___ Extract
By Whitney Pipken, Bay Journal News Service
It’s been a half-century since Maryland crowned clam queens in honor of a thriving wild soft-shell clam industry that, in some years, brought millions of dollars into the state. But the singular soft-shell could rise again—this time as a product grown and sold with the help of modern aquaculture.
Morgan State University scientists are more than a year into researching whether soft-shell clams could not only be harvested from Chesapeake Bay waters but also farmed in them. The state’s aquaculture industry has grown rapidly the last decade, but it currently consists of a single species: the Eastern oyster.
Making a viable alternative out of soft-shell clams (Mya arenaria) could help growers diversify their offerings while returning the oysters filter-feeding boost to the water.
“In Maryland, by law, we are only allowed to work with native species, so that’s a big limitation,” said Ming Liu, an oyster genomics researcher leading the project. “Local oyster growers always show an interest in alternative [aquaculture] crops, especially in the upper and middle Chesapeake Bay, where low salinity is a challenge.”
Those are the places where soft-shells could be a good fit. Although growing clams can be finicky, the researchers are working to breed a version that is custom-made for Maryland waters and ready to support regional markets.
Funded by Maryland Sea Grant, the Morgan State team has successfully produced hundreds of thousands of tiny soft-shell “seeds” out of a small shellfish hatchery at PEARL, the university’s Patuxent Environmental and Aquatic Research Lab. (The juvenile clams are referred to as seeds after they have developed shells.)
This fall, the team began taking the brood stock, grown from seed in the hatchery, to a nearby tributary of the Patuxent River to determine which growing methods will work best in wild waters.
Also called white clams, manos, longnecks and steamers, soft-shell clams are named for their comparatively thin and brittle shells, propped open by protruding leathery siphons. New Englanders, who call them Ipswich clams and are more accustomed to eating them steamed whole, use these rubbery siphons as a handle for dipping.
______
Problem details => Please rewrite the clam article, beginning at the words "By Whitney Pipken, Bay" and stopping after "to the water.". Change "aquaculture" to "shellfish farming" each time it occurs.
___ Recorded data
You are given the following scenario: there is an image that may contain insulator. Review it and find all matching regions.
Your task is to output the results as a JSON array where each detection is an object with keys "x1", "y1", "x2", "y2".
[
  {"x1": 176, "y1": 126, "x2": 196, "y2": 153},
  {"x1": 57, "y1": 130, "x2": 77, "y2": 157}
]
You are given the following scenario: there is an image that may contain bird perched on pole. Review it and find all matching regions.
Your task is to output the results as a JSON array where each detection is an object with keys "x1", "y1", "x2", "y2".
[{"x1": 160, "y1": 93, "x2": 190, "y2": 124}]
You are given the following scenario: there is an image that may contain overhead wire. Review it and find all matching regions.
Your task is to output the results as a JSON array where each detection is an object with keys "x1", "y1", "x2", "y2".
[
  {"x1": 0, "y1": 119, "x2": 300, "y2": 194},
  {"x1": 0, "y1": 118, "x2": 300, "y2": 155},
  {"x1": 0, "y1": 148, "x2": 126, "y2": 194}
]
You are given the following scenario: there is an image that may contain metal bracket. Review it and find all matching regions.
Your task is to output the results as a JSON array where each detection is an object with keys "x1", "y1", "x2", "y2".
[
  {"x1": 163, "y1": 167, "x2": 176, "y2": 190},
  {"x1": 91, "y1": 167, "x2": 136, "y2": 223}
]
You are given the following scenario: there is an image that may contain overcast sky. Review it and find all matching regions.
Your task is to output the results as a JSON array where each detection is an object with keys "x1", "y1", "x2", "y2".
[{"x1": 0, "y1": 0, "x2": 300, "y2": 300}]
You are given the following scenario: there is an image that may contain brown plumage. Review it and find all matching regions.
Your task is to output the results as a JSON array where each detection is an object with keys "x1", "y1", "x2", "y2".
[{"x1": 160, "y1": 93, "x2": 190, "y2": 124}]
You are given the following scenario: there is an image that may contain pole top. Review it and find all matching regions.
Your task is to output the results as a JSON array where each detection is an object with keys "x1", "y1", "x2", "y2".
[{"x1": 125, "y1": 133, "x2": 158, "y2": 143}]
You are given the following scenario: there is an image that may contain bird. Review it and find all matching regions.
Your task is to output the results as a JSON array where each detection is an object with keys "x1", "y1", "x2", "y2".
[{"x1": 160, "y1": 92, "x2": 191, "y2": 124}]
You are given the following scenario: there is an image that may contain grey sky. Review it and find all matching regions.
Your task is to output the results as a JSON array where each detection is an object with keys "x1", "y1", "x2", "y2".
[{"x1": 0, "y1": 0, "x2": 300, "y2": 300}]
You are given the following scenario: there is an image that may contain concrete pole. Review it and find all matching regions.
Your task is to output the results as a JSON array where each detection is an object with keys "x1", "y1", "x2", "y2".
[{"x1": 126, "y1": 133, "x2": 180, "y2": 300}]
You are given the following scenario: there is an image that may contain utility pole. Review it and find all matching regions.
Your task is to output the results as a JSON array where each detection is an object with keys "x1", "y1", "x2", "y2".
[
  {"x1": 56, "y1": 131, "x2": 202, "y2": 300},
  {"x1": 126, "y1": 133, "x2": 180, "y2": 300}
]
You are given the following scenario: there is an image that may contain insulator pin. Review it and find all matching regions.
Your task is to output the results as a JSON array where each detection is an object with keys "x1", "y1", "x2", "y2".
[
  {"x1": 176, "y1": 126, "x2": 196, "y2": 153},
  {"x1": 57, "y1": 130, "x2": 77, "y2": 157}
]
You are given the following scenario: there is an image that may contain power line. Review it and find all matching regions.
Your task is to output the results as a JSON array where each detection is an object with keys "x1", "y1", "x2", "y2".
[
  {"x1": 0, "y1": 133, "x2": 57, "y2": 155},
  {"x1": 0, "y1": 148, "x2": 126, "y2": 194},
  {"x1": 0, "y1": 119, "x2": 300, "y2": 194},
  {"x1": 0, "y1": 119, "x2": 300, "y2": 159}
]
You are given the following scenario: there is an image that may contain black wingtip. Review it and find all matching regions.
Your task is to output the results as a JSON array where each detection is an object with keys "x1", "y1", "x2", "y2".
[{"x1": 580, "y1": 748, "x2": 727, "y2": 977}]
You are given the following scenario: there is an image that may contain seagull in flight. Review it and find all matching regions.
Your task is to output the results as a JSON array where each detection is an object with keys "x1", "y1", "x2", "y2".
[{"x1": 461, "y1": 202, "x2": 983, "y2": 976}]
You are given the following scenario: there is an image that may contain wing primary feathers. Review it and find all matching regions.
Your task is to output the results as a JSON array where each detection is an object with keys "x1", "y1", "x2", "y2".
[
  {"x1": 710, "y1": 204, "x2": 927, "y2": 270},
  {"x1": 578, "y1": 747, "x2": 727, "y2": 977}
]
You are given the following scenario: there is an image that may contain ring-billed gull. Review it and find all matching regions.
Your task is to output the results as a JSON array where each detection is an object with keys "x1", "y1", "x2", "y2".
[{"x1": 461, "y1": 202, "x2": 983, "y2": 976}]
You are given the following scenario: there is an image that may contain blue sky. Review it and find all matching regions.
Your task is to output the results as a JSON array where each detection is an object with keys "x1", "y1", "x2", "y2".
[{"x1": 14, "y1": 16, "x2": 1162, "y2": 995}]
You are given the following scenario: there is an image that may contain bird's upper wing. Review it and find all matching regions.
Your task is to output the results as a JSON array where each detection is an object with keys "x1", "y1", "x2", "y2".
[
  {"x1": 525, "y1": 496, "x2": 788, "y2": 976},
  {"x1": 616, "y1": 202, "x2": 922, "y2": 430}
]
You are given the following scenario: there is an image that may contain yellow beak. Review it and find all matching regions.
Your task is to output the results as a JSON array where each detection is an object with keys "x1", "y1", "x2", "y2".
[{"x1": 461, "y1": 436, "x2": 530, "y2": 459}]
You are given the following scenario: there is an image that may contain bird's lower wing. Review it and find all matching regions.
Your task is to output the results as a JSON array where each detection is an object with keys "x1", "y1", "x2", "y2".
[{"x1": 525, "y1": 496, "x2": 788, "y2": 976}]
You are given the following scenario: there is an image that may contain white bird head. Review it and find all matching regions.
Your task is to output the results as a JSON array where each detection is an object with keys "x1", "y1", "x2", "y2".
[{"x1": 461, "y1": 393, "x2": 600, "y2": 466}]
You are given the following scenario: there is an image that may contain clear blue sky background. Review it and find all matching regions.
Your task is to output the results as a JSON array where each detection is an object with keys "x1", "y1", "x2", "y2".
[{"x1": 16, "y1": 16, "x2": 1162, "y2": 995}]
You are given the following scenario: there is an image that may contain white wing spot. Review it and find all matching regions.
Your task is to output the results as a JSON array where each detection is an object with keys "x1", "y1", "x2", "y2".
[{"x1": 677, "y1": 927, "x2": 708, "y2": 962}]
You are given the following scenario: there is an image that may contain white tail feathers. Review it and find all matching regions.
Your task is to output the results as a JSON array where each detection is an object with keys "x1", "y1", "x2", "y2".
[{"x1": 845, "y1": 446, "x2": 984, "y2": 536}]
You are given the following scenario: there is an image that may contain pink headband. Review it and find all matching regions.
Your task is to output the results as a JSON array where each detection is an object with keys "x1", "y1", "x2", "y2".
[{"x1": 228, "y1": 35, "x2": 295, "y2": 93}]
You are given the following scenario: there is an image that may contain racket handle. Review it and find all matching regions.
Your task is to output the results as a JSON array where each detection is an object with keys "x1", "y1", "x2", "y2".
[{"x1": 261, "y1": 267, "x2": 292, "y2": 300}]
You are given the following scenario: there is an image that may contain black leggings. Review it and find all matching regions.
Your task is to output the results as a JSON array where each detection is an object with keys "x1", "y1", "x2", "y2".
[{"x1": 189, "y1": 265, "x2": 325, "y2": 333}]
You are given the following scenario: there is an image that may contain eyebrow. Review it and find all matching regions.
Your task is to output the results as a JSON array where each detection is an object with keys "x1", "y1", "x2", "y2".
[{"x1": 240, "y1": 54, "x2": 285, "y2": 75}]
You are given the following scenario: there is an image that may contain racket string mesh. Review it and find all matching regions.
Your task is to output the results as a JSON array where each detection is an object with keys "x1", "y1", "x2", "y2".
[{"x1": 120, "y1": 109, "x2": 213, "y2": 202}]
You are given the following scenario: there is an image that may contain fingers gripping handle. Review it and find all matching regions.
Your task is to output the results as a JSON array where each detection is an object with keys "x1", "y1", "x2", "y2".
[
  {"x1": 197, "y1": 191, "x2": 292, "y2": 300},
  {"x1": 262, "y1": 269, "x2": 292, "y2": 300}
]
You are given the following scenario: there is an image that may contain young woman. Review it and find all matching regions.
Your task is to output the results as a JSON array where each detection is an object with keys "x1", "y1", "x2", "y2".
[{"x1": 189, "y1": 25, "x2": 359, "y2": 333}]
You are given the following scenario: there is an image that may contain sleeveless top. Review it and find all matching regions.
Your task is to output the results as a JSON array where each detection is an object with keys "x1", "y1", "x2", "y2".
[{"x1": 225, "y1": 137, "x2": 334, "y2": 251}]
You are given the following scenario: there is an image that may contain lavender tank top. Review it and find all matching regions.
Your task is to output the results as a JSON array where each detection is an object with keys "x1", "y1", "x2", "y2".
______
Reply to the task =>
By Whitney Pipken, Bay Journal News Service
It’s been a half-century since Maryland crowned clam queens in honor of a thriving wild soft-shell clam industry that, in some years, brought millions of dollars into the state. But the singular soft-shell could rise again—this time as a product grown and sold with the help of modern shellfish farming.
Morgan State University scientists are more than a year into researching whether soft-shell clams could not only be harvested from Chesapeake Bay waters but also farmed in them. The state’s shellfish farming industry has grown rapidly the last decade, but it currently consists of a single species: the Eastern oyster.
Making a viable alternative out of soft-shell clams (Mya arenaria) could help growers diversify their offerings while returning the oysters filter-feeding boost to the water.